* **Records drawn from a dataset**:
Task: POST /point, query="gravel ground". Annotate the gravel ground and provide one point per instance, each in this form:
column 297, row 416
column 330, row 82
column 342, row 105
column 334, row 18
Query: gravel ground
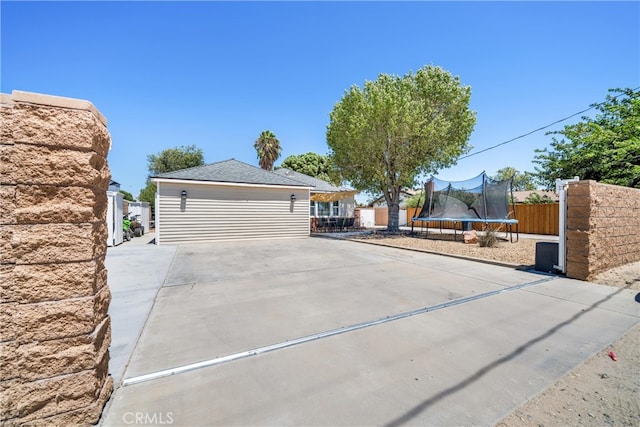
...
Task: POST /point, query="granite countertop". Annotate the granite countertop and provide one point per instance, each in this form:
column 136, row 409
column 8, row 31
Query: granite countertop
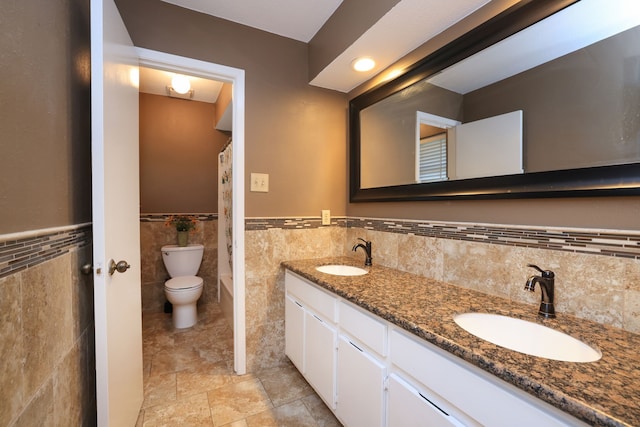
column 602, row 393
==
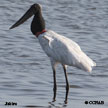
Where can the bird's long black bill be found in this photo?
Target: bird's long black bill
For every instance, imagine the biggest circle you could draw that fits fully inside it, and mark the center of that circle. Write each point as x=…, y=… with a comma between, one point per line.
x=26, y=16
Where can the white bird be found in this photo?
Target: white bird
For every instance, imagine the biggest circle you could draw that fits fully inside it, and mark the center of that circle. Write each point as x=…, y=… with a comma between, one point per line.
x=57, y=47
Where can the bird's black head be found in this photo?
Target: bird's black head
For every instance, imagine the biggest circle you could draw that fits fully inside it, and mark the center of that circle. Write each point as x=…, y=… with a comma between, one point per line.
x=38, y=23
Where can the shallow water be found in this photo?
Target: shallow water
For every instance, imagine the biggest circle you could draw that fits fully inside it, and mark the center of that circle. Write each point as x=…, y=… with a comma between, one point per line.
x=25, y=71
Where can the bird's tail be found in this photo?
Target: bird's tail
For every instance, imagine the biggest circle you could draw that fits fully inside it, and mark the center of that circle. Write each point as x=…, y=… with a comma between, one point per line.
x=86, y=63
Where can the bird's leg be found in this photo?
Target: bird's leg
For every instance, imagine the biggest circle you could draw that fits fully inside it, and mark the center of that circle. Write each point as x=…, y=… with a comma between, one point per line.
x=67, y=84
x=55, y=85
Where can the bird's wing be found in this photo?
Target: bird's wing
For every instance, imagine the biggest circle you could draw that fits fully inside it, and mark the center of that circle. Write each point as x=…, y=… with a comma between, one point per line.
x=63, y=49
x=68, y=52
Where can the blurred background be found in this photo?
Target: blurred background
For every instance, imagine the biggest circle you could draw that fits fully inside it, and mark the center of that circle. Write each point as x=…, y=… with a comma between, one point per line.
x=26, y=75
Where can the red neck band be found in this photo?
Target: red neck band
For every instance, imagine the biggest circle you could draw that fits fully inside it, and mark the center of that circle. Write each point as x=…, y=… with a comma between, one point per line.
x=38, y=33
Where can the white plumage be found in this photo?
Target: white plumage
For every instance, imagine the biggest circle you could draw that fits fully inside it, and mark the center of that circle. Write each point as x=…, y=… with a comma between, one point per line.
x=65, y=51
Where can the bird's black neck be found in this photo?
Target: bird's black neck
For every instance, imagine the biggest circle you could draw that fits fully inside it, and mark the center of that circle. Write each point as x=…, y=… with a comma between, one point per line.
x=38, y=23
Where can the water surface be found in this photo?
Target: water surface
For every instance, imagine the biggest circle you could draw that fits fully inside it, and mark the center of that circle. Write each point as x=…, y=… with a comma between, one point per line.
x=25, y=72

* **Task statement**: Copy only this part of the entries above: the line with "Where can the bird's tail", the line with "Target: bird's wing", and the lines between, all exactly as written.

* **Solution for this exercise**:
Where can the bird's tail be found in this photo?
Target: bird's tail
For every instance, imagine the biggest circle you could draw that fits fully inside it, and mark the center of that circle. Write each point as x=…, y=… with a comma between, one point per line.
x=86, y=63
Where can the bird's leg be found in this photo?
Target: bird's leg
For every instance, imagine the biggest circle you could draw that fits fully inside it, and mark the center of that circle. Write each point as x=…, y=… with a comma between, one point per line.
x=67, y=84
x=55, y=85
Where can the bird's wing be found in this photo?
Target: bird's wing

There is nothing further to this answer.